# start of TEXT TO READ

@parallelsoftware/doc-extract
v1.0.2
Published
Intelligent document extration package
Readme
DocExtract
Intelligent document extraction package for TypeScript applications.
Overview
DocExtract is a TypeScript library designed to extract text content from various document formats including PDFs, Word documents, and images. It provides a simple, type-safe API for processing documents from URLs or Buffer contents.
Features
- 📄 Multiple Document Types: Support for PDF, DOC, DOCX files
- 🖼️ Image Processing: Extract text from JPEG, PNG, JPG, and WebP images
- 🔧 Configurable: Customize allowed file types per instance
- 📝 TypeScript Support: Full type safety with comprehensive type definitions
- 🛡️ Input Validation: Built-in validation for document types and sources
- 🧪 Well Tested: Comprehensive test suite with high coverage
Installation
npm install @parallelsoftware/doc-extractQuick Start
import { DocExtract, Document } from '@parallelsoftware/doc-extract'
// Create an instance with default settings
const extractor = new DocExtract()
// Extract from a document URL
const document: Document = {
filename: 'example.pdf',
type: 'application/pdf',
url: 'https://example.com/document.pdf'
}
const extractedText = await extractor.extractText(document)
console.log(extractedText)API Reference
DocExtract Class
Constructor
new DocExtract(options?: DocExtractClientOptions)Options:
allowedImages?: ImageTypes[]- Array of allowed image MIME typesallowedDocuments?: DocumentTypes[]- Array of allowed document MIME types
Methods
extractText(document: Document): Promise<string>
Extracts text content from the provided document.
Parameters:
document: Document- The document to extract text from
Returns:
Promise<string>- The extracted text content
Throws:
Error- If document has neither URL nor contentsError- If document type is not allowed
Types
Document
type Document = {
filename: string
type: DocumentTypes | ImageTypes
url?: string
contents?: Buffer
}DocumentTypes
type DocumentTypes =
| 'application/pdf'
| 'application/msword'
| 'application/vnd.openxmlformats-officedocument.wordprocessingml.document'
| 'application/vnd.oasis.opendocument.text'ImageTypes
type ImageTypes = 'image/jpeg' | 'image/png' | 'image/jpg' | 'image/webp'Usage Examples
Basic Usage
import { DocExtract, Document } from '@parallelsoftware/doc-extract'
const extractor = new DocExtract()

# end of TEXT TO READ

• [GIVEN TASK A]
Can you rewrite the pointing dataset records with "asphalt shingle roof" swapped for "metal roof" and everything else unchanged, leaving the pictures out?

# start of DATA

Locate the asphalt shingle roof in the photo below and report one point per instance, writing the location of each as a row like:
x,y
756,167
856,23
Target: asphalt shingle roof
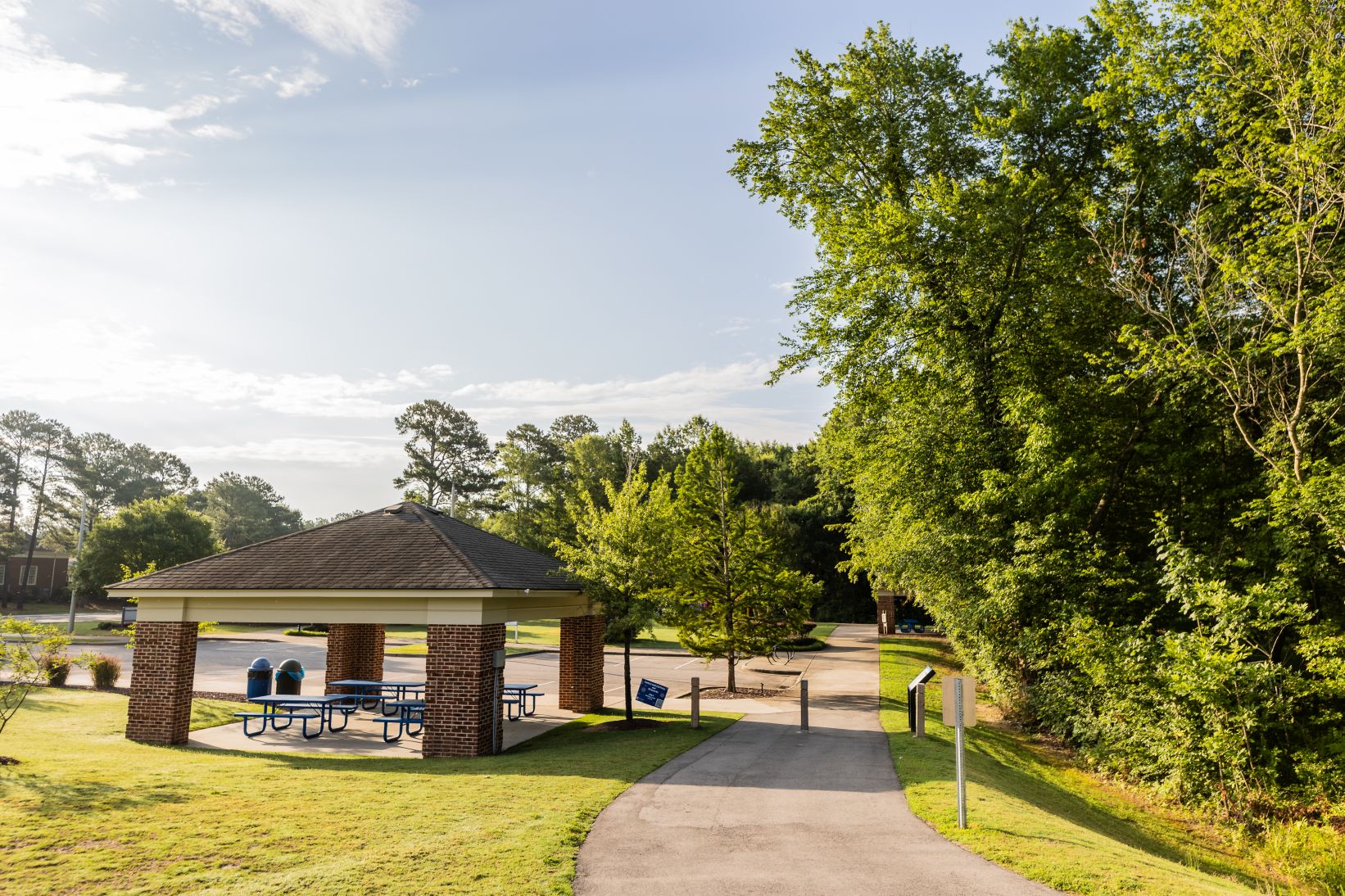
x,y
406,545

# end of DATA

• [GIVEN TASK B]
How would the DocExtract readme go on from its final line?

• [OUTPUT A]
Locate the metal roof in the photo below and report one point per instance, writing the location of each as a row like:
x,y
756,167
856,23
Target: metal roof
x,y
406,545

• [OUTPUT B]
// Extract from PDF
const pdfDoc: Document = {
filename: 'report.pdf',
type: 'application/pdf',
url: 'https://example.com/report.pdf'
}
const text = await extractor.extractText(pdfDoc)Custom Configuration
// Only allow PDFs and JPEG images
const extractor = new DocExtract({
allowedDocuments: ['application/pdf'],
allowedImages: ['image/jpeg']
})Using Buffer Contents
import fs from 'fs'
const fileBuffer = fs.readFileSync('./document.pdf')
const document: Document = {
filename: 'document.pdf',
type: 'application/pdf',
contents: fileBuffer
}
const text = await extractor.extractText(document)Error Handling
try {
const text = await extractor.extractText(document)
console.log('Extracted:', text)
} catch (error) {
if (error.message.includes('not allowed')) {
console.error('File type not supported:', document.type)
} else if (error.message.includes('url or contents')) {
console.error('Document source missing')
} else {
console.error('Extraction failed:', error.message)
}
}Supported File Types
Documents (Default)
- PDF:
application/pdf - Word 97-2003:
application/msword - Word 2007+:
application/vnd.openxmlformats-officedocument.wordprocessingml.document - OpenDocument Text:
application/vnd.oasis.opendocument.text
Images (Default)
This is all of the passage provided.